- DESCRIPTION OF THE TASK
The pictures are to be left out, and all remaining data is to be transcribed exactly as it appears.

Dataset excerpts
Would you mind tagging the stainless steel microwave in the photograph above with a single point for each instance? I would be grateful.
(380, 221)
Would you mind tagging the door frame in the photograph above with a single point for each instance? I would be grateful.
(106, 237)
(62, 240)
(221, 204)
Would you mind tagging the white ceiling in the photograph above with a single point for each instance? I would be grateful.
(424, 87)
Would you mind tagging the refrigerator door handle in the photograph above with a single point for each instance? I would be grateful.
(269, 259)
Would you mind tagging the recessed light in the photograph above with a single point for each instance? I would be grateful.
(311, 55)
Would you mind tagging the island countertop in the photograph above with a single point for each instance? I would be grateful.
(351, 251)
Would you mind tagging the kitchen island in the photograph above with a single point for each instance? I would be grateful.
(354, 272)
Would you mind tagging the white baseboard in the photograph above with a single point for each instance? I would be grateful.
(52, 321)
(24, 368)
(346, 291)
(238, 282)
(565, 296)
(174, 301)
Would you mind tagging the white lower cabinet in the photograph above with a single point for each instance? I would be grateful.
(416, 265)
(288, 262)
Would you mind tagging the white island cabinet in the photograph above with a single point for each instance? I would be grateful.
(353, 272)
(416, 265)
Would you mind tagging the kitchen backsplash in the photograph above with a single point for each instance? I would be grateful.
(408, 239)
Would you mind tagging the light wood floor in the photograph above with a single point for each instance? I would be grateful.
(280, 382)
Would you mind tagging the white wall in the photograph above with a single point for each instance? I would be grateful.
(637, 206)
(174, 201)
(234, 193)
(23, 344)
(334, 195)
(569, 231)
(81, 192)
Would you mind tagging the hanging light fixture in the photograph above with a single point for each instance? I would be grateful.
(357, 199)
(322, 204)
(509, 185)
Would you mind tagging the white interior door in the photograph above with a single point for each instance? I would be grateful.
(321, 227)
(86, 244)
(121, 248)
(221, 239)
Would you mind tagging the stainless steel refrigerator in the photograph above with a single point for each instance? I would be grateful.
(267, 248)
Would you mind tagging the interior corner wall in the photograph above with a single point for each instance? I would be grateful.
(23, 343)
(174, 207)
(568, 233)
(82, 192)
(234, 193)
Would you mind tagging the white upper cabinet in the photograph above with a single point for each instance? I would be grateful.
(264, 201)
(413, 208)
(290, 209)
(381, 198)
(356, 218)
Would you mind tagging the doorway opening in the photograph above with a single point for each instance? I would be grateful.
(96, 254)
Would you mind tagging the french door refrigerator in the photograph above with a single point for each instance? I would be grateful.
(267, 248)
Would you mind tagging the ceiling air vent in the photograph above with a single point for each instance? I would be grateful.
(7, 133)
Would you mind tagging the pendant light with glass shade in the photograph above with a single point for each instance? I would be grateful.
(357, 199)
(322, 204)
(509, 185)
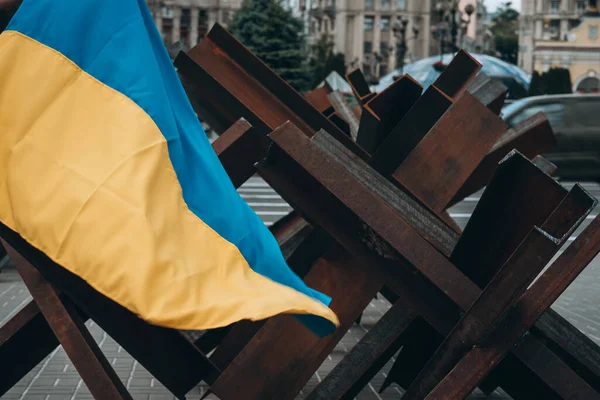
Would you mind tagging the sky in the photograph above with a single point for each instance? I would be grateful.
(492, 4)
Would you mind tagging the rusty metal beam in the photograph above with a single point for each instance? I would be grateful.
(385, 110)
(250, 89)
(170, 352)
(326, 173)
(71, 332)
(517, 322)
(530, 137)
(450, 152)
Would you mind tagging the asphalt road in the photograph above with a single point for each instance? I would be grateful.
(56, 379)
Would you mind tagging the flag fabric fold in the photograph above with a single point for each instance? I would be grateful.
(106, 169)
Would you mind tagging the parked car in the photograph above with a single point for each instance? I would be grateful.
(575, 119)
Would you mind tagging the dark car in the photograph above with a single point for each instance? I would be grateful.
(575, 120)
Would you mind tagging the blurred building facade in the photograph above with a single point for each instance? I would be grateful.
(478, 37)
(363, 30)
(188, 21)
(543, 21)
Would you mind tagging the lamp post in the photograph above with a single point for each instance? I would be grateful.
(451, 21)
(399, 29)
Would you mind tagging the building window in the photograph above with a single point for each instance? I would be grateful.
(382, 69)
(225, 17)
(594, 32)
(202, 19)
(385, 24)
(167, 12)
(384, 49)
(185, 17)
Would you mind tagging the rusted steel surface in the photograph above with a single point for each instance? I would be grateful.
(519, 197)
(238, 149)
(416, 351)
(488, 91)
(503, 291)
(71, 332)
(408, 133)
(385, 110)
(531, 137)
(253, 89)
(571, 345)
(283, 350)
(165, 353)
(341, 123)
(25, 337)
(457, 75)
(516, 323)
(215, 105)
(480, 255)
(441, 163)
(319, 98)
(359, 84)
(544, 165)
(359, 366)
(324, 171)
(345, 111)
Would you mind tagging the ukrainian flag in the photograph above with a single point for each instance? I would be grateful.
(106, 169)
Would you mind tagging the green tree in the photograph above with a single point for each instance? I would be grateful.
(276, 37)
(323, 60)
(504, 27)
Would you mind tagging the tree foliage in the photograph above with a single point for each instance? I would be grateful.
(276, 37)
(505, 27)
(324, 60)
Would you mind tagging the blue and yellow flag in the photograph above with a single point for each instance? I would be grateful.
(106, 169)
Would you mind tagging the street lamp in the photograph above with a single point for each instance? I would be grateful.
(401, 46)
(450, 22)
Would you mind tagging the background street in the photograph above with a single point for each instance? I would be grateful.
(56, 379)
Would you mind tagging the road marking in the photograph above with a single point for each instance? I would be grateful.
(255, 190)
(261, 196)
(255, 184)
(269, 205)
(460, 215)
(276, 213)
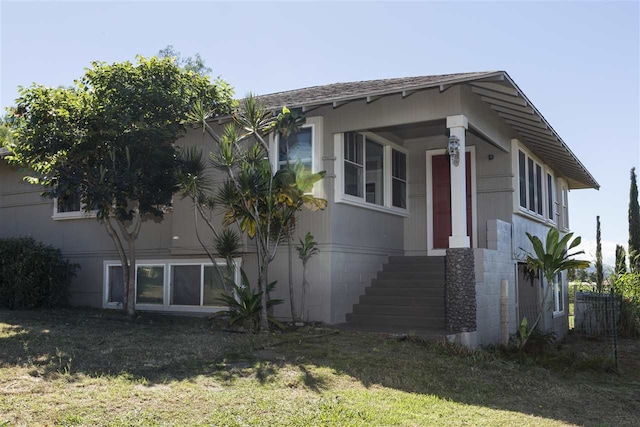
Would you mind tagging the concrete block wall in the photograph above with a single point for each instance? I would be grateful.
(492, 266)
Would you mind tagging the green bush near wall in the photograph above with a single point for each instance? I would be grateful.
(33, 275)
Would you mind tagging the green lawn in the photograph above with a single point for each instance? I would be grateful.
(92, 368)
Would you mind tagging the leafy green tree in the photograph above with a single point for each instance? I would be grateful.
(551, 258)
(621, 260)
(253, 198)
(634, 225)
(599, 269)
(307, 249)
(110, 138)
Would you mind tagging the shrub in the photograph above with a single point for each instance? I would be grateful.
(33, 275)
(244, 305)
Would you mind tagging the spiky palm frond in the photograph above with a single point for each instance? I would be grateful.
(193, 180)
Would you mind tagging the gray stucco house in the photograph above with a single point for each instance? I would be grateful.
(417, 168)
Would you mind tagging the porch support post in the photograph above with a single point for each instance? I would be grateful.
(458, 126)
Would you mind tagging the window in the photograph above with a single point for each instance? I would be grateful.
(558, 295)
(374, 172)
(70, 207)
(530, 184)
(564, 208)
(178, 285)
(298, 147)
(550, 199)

- TASK OUTPUT
Would you mind tagging the stainless steel microwave in the photograph above with a single point for each instance? I would be grateful.
(380, 221)
Would you mind tagging the door frame in the photograph above with a single point for each instance? I would be grateful.
(106, 237)
(62, 240)
(221, 204)
Would you mind tagging the white ceiling in the photograph above with a single point for each instance? I would be grateful.
(424, 87)
Would you mind tagging the refrigerator door handle in the photograph above with a single point for each instance? I would be grateful.
(269, 259)
Would you mind tagging the recessed light in the photograph above with a single point for each instance? I would be grateful.
(311, 55)
Would you mind tagging the island countertop in the photograph above with a single point for each instance? I would be grateful.
(351, 251)
Would you mind tagging the kitchen island in the photograph above with a single point for each instance? I would be grateful.
(354, 272)
Would you mind tagging the white baseboard in the photograph above with a single point for each instance? I would be grateful.
(52, 321)
(24, 368)
(346, 291)
(238, 282)
(565, 296)
(174, 301)
Would you mind tagging the white lower cabinet in the photograph above with a single point for each instance? I would be grateful.
(416, 265)
(288, 262)
Would you mind tagging the white island cabinet in the photograph above with a single point for each instance? I would be grateful.
(353, 272)
(416, 265)
Would you mind tagging the kitchen backsplash in the photograph above with a single point for each instance? I would be grateful.
(408, 239)
Would you mind tagging the light wood floor in the photograph above with a single point for each instance? I would be grateful.
(280, 382)
Would you mind tagging the white wall in the photograph above with a single point for each instance? I would be grateful.
(637, 206)
(174, 201)
(234, 193)
(23, 344)
(334, 195)
(569, 231)
(81, 192)
Would you mind tagging the hanging light fixture in the photograph above with a single point for each instance? I would be grateful.
(357, 199)
(322, 204)
(509, 185)
Would you mind tagging the white interior door in the photograph above with a single point for each instance? I would be grateful.
(321, 227)
(86, 244)
(121, 248)
(221, 239)
Would you mind tagging the stainless steel refrigerator in the photograph above with a single point for each instance? I would be grateful.
(267, 248)
Would you mind tagging the interior corner wall in the photograph above with a single point for each instance? I would be grateful.
(23, 343)
(174, 207)
(568, 233)
(82, 192)
(234, 193)
Would you mind tagging the white upper cabinet in the photograph above with a single point for each instance? I would be grateful.
(264, 201)
(413, 208)
(290, 209)
(381, 198)
(356, 218)
Would you mind tagging the doorway opening in the photograph above with a single point for each instance? I would be grateful.
(96, 254)
Would you mind tagging the french door refrigerator in the photograph above with a single point for each instance? I would be grateful.
(267, 248)
Would you mind tagging the ceiling air vent in the photograph above with a single point for each instance? I would be grateful.
(7, 133)
Would you mind tagging the pendant light with glass shade in the photograph above with a single point for each instance? I would be grateful.
(357, 199)
(322, 204)
(509, 185)
Would you mind tagging the sky in the photograph above with a single point for each instance? I would be grateful.
(492, 4)
Would you mind tagging the rusty metal beam in the photograph above with a single point for each instance? I would be grateful.
(385, 110)
(250, 89)
(170, 352)
(326, 173)
(71, 332)
(517, 322)
(530, 137)
(450, 152)
Would you mind tagging the asphalt road in the photograph above with a single point for each instance? I would be grateful.
(56, 379)
Would you mind tagging the flag fabric fold in the photograph above with a single point for each instance? I would be grateful.
(106, 169)
Would you mind tagging the parked car in the photograph above with a single point for each instance? I would be grateful.
(575, 119)
Would you mind tagging the dark car in the photograph above with a single point for each instance? I would be grateful.
(575, 120)
Would you mind tagging the blurred building facade in the photograph above with a single point for each instance? I would be grateful.
(478, 37)
(363, 30)
(188, 21)
(543, 21)
Would you mind tagging the lamp post in the photograph above with a single point for each instance? I would be grateful.
(451, 21)
(399, 29)
Would you mind tagging the building window in the photograph above with a single point for each instance? I would be grateful.
(382, 69)
(225, 17)
(594, 32)
(202, 19)
(385, 24)
(167, 12)
(384, 49)
(185, 17)
Would you mind tagging the rusted steel surface in the photograph above with a single point for each instance? I would be grateful.
(519, 197)
(238, 149)
(416, 351)
(488, 91)
(503, 291)
(71, 332)
(408, 133)
(385, 110)
(531, 137)
(253, 89)
(571, 345)
(283, 350)
(165, 353)
(341, 123)
(25, 337)
(457, 75)
(516, 323)
(215, 105)
(480, 255)
(441, 163)
(319, 98)
(359, 84)
(544, 165)
(359, 366)
(324, 171)
(345, 111)
Would you mind tagging the ukrainian flag in the photograph above with a single point for each instance? I would be grateful.
(106, 169)
Would you mind tagging the green tree in the photograph above with a single point for each instance? I would be grateful.
(276, 37)
(323, 60)
(504, 27)
Would you mind tagging the tree foliage in the photograph above with a single point for each instance? I would be grateful.
(276, 37)
(505, 27)
(324, 60)
Would you mind tagging the blue and yellow flag in the photograph above with a single point for each instance? I would be grateful.
(106, 169)
Would you mind tagging the street lamp in the photograph above with a single point for each instance? I would be grateful.
(401, 46)
(450, 22)
Would you mind tagging the background street in the photograph above with a single point for each instance? I would be grateful.
(56, 379)
Would you mind tagging the road marking in the photograph above with a single point for each instance? I would be grateful.
(255, 190)
(261, 196)
(255, 184)
(269, 205)
(460, 215)
(276, 213)
Would you mind tagging the concrete block wall in the photograph above with a single point for each instance? I would be grateful.
(492, 266)
Would you mind tagging the green bush near wall in the photograph above with a single point for each instance? I would be grateful.
(33, 275)
Would you mind tagging the green lawn in the photograph above with a single point for each instance? I would be grateful.
(92, 368)
Would you mind tagging the leafy green tree in the photograph above with a single point for each instance? I would be grateful.
(551, 258)
(621, 260)
(253, 198)
(634, 225)
(599, 269)
(307, 249)
(110, 138)
Would you mind tagging the shrub in the photograph above with a single point for each instance? I would be grateful.
(33, 275)
(244, 305)
Would you mind tagging the spiky palm frond in the photograph above with a single point for each instance? I would be grateful.
(193, 180)
Would you mind tagging the gray stucco house in the photograph above with a single point for each instance? I would be grateful.
(417, 168)
Would you mind tagging the porch support post in the photograph above with a single point for each instance? I would be grateful.
(458, 126)
Would you mind tagging the window in the photograph above with a single point for each instance? I would be grateful.
(558, 295)
(374, 172)
(70, 207)
(530, 184)
(564, 208)
(178, 285)
(298, 147)
(550, 199)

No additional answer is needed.